Written exercise
How many lines in the material below contain the string "with"? Matching is case-sensitive. State only the number.

+++ Input for this task +++

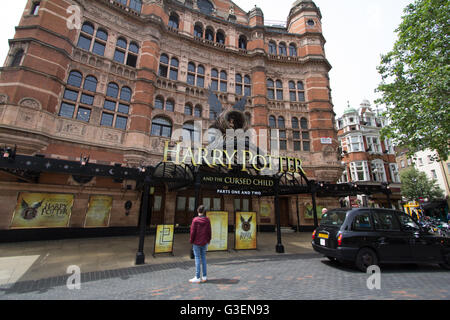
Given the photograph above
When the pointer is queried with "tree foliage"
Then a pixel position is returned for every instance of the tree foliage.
(415, 185)
(415, 79)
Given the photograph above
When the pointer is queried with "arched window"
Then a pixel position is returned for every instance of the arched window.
(75, 79)
(17, 59)
(209, 34)
(292, 50)
(281, 124)
(303, 123)
(220, 37)
(205, 6)
(272, 48)
(163, 66)
(100, 42)
(159, 103)
(173, 75)
(173, 21)
(116, 107)
(188, 109)
(190, 128)
(223, 81)
(170, 105)
(86, 35)
(238, 84)
(247, 86)
(113, 90)
(201, 76)
(198, 111)
(300, 91)
(198, 30)
(191, 74)
(90, 84)
(120, 52)
(243, 42)
(270, 89)
(279, 86)
(214, 80)
(161, 127)
(272, 122)
(136, 5)
(282, 49)
(75, 104)
(133, 52)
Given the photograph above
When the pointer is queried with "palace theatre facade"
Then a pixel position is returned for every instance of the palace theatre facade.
(111, 81)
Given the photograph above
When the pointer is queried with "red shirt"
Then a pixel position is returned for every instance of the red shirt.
(200, 231)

+++

Complete answer
4